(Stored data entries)

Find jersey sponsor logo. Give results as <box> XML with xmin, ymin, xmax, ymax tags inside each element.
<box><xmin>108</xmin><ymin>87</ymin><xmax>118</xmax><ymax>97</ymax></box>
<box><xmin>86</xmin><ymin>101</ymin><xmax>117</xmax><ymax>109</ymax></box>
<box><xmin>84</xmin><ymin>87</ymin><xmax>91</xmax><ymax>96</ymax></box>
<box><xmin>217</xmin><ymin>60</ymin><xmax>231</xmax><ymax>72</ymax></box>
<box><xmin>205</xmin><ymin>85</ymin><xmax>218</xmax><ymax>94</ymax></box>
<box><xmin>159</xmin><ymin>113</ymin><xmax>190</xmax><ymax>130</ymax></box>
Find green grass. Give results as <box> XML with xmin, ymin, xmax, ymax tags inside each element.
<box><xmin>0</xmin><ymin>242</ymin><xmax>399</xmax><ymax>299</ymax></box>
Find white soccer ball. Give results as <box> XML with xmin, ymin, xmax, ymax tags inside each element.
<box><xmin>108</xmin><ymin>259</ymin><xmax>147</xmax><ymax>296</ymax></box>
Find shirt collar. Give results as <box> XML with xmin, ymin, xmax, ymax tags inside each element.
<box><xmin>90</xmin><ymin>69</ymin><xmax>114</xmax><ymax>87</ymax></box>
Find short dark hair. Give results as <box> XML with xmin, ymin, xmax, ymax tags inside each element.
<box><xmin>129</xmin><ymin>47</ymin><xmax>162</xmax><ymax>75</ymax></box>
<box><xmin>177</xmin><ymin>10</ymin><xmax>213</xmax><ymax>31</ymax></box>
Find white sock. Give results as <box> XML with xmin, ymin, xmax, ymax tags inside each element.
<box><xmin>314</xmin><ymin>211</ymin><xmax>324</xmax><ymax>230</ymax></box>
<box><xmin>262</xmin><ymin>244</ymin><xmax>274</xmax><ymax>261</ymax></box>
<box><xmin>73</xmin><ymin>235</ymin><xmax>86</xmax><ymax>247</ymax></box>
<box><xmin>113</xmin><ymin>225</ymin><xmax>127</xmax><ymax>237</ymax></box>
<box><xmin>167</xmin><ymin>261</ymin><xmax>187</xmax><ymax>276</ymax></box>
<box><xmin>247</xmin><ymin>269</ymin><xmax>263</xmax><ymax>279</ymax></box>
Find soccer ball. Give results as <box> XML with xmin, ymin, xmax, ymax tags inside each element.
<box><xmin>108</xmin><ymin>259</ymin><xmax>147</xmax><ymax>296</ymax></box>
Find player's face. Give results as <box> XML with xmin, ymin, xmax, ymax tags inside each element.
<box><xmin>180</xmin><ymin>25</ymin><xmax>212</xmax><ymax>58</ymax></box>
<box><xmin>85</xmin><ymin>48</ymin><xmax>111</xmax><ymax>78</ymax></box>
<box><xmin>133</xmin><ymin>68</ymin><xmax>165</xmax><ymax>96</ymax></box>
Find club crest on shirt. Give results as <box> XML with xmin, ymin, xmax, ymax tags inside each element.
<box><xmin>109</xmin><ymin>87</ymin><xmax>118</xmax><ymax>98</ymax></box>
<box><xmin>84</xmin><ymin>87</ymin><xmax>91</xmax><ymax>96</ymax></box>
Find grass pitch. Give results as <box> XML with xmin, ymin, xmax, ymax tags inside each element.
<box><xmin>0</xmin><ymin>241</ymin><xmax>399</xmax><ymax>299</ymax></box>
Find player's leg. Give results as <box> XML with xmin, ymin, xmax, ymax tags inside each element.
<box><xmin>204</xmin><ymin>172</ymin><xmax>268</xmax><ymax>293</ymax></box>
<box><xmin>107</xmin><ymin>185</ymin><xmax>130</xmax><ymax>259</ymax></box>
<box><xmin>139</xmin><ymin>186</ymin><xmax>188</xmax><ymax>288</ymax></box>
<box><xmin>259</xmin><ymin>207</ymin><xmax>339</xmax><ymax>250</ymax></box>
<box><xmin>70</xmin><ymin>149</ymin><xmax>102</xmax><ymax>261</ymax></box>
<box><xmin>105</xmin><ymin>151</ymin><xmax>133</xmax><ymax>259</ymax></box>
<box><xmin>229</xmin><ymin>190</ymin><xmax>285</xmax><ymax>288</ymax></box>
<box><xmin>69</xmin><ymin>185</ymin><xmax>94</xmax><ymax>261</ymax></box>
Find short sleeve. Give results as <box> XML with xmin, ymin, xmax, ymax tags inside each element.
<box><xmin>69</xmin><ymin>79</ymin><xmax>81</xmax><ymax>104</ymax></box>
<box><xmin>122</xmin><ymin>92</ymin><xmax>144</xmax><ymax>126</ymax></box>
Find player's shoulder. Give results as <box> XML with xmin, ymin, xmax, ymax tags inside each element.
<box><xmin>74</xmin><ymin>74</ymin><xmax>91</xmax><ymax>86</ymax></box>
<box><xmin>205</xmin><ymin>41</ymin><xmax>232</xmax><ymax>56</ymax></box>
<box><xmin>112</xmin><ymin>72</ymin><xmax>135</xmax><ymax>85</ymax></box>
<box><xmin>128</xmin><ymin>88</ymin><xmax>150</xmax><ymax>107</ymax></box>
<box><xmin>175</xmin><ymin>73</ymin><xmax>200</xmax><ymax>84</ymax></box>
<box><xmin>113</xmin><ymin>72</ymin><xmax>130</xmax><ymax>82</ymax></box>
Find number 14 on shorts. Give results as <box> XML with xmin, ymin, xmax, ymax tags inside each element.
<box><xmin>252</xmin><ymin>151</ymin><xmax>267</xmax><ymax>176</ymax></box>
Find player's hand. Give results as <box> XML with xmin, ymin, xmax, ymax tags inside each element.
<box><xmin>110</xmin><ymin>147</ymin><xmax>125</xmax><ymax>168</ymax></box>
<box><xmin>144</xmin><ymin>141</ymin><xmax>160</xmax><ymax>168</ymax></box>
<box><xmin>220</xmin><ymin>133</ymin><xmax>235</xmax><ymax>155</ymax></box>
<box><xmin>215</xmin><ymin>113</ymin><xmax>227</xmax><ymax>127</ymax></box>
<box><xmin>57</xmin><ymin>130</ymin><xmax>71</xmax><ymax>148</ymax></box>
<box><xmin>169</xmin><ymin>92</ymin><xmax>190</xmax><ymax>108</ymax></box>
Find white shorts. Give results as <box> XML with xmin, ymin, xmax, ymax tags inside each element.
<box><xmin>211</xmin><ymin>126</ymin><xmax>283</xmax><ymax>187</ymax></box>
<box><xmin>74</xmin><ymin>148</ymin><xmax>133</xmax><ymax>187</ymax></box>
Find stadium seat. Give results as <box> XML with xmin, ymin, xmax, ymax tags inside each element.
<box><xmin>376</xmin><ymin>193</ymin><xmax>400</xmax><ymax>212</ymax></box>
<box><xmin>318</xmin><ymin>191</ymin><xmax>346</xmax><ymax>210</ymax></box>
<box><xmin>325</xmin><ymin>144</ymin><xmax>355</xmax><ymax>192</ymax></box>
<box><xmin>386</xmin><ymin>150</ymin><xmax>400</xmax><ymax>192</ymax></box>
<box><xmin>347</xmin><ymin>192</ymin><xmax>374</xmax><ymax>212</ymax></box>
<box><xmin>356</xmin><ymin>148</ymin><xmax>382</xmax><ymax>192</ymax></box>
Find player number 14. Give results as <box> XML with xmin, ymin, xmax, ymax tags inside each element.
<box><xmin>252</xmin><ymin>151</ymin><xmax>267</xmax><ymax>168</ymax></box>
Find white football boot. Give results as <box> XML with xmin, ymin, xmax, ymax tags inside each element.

__Exercise objective__:
Give again the closing portion of the entries, from the line with "Find player number" through the last line. Keep it exact and add nothing.

__Task output__:
Find player number 14. Give results as <box> XML with xmin, ymin, xmax, ymax tags inside each element.
<box><xmin>252</xmin><ymin>151</ymin><xmax>267</xmax><ymax>168</ymax></box>
Find white football boot. Give results as <box> XML with xmin, ymin, xmax, ymax tags inside each element.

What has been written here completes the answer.